▶ **課題の目的**:
以下の資料のすべての行を、空行を除いて番号付きリストに書き直せ。
──────
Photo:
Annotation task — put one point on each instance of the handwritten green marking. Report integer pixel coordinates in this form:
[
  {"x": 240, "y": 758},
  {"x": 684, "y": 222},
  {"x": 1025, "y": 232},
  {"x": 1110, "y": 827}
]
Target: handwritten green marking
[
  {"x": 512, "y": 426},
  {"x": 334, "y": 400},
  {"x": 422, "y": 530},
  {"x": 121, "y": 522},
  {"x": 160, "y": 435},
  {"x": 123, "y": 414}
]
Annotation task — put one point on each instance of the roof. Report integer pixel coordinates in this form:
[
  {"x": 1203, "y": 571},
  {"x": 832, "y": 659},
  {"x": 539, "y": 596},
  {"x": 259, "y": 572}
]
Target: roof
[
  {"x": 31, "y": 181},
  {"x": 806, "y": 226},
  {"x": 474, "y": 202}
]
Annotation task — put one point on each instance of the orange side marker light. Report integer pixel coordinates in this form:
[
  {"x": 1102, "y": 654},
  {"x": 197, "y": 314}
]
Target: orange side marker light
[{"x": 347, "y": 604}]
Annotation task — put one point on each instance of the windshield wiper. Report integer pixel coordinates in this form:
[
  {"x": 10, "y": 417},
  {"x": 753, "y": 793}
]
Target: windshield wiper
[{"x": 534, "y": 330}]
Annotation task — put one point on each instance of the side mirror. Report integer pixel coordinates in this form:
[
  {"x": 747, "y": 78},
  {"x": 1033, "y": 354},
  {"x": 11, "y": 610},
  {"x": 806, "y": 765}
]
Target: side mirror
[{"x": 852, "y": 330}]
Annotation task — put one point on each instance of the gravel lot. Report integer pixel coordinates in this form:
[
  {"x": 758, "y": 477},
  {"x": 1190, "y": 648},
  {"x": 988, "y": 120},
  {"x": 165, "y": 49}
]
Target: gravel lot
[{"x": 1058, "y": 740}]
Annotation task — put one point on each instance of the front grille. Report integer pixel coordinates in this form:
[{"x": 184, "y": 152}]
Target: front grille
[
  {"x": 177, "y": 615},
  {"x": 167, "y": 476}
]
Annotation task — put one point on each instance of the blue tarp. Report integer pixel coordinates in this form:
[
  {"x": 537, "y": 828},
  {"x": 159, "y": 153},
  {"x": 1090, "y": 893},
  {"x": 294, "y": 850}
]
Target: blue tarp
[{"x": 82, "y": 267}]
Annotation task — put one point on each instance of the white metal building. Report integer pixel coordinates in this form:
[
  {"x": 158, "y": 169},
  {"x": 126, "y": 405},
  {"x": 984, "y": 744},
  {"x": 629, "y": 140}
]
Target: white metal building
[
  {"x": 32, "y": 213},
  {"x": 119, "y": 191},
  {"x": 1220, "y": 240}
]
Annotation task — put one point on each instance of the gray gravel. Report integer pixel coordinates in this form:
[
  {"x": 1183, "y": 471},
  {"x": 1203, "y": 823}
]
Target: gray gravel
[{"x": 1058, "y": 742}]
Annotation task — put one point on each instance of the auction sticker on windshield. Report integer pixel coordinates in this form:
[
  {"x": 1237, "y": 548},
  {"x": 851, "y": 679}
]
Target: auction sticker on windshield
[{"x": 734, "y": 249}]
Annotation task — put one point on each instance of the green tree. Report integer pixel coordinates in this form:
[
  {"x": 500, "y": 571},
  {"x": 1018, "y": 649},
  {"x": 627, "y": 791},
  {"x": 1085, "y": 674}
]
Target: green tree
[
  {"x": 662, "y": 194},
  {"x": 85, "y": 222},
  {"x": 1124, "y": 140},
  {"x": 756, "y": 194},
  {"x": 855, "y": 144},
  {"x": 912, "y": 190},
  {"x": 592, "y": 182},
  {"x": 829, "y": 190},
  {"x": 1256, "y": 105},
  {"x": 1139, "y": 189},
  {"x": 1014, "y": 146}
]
──────
▶ **作業結果**:
1. Photo:
2. Annotation task — put one point on each instance of the handwritten green marking. Report integer pixel coordinates in this form:
3. [
4.   {"x": 240, "y": 758},
5.   {"x": 684, "y": 222},
6.   {"x": 1025, "y": 232},
7.   {"x": 1110, "y": 827}
8. ]
9. Target: handwritten green marking
10. [
11.   {"x": 512, "y": 426},
12.   {"x": 334, "y": 400},
13.   {"x": 422, "y": 530},
14.   {"x": 121, "y": 522},
15.   {"x": 160, "y": 435},
16.   {"x": 123, "y": 414}
17. ]
18. Annotation task — put one point on each instance of the roof. Report integer pixel coordinates in this form:
19. [
20.   {"x": 1203, "y": 571},
21.   {"x": 832, "y": 659},
22.   {"x": 539, "y": 596},
23.   {"x": 259, "y": 572}
24. ]
25. Target: roof
26. [
27.   {"x": 31, "y": 181},
28.   {"x": 806, "y": 226},
29.   {"x": 474, "y": 202}
30. ]
31. Annotation task — put one point on each instance of the orange side marker light. Report integer pixel coordinates in this form:
32. [
33.   {"x": 1102, "y": 654},
34.   {"x": 197, "y": 314}
35. ]
36. Target: orange side marker light
37. [{"x": 347, "y": 604}]
38. Annotation task — put one point on each instance of the windshield wiper. Report integer pixel coordinates in this form:
39. [
40.   {"x": 10, "y": 417},
41.   {"x": 753, "y": 793}
42. ]
43. Target: windshield wiper
44. [{"x": 534, "y": 330}]
45. Annotation task — put one point on each instance of the side mirror. Report integer pixel coordinates in this form:
46. [
47.   {"x": 747, "y": 78},
48.   {"x": 1033, "y": 354},
49.   {"x": 11, "y": 610},
50.   {"x": 806, "y": 765}
51. ]
52. Target: side mirror
53. [{"x": 852, "y": 330}]
54. Annotation task — put one point on each instance of the gravel lot. Report integer pixel coordinates in this form:
55. [
56.   {"x": 758, "y": 477},
57.   {"x": 1190, "y": 648},
58.   {"x": 988, "y": 120},
59.   {"x": 165, "y": 49}
60. ]
61. Target: gravel lot
62. [{"x": 1058, "y": 740}]
63. Annotation task — put one point on each instance of the front grille. Report integer pixel coordinates in this form:
64. [{"x": 184, "y": 152}]
65. Target: front grille
66. [
67.   {"x": 177, "y": 615},
68.   {"x": 167, "y": 476}
69. ]
70. Annotation task — put one point on each instance of the blue tarp. Report integer pixel coordinates in this form:
71. [
72.   {"x": 537, "y": 828},
73.   {"x": 159, "y": 153},
74.   {"x": 1090, "y": 893},
75.   {"x": 294, "y": 850}
76. ]
77. Target: blue tarp
78. [{"x": 82, "y": 267}]
79. Annotation task — put one point on each instance of the white metal building. Report integer pixel coordinates in this form:
80. [
81.   {"x": 158, "y": 169},
82.   {"x": 126, "y": 405},
83.   {"x": 984, "y": 744},
84.   {"x": 629, "y": 140}
85. ]
86. Target: white metal building
87. [
88.   {"x": 32, "y": 213},
89.   {"x": 119, "y": 191},
90.   {"x": 1220, "y": 240}
91. ]
92. Annotation task — put one point on each instance of the gray gravel. Report integer pixel coordinates in this form:
93. [
94.   {"x": 1183, "y": 471},
95.   {"x": 1203, "y": 823}
96. ]
97. Target: gray gravel
98. [{"x": 1058, "y": 742}]
99. Annotation task — put one point on each instance of the auction sticker on windshield. Report integer pixel coordinates in this form:
100. [
101.   {"x": 1237, "y": 548},
102.   {"x": 851, "y": 679}
103. ]
104. Target: auction sticker on windshield
105. [{"x": 734, "y": 249}]
106. Annotation task — put one point on each instance of the green tree. Report integer pixel coordinates in this form:
107. [
108.   {"x": 500, "y": 571},
109.   {"x": 1018, "y": 649},
110.   {"x": 627, "y": 791},
111.   {"x": 1085, "y": 674}
112. ]
113. Target: green tree
114. [
115.   {"x": 662, "y": 194},
116.   {"x": 85, "y": 222},
117.   {"x": 1124, "y": 140},
118.   {"x": 756, "y": 194},
119.   {"x": 855, "y": 144},
120.   {"x": 912, "y": 190},
121.   {"x": 592, "y": 182},
122.   {"x": 829, "y": 190},
123.   {"x": 1256, "y": 105},
124.   {"x": 1139, "y": 189},
125.   {"x": 1014, "y": 146}
126. ]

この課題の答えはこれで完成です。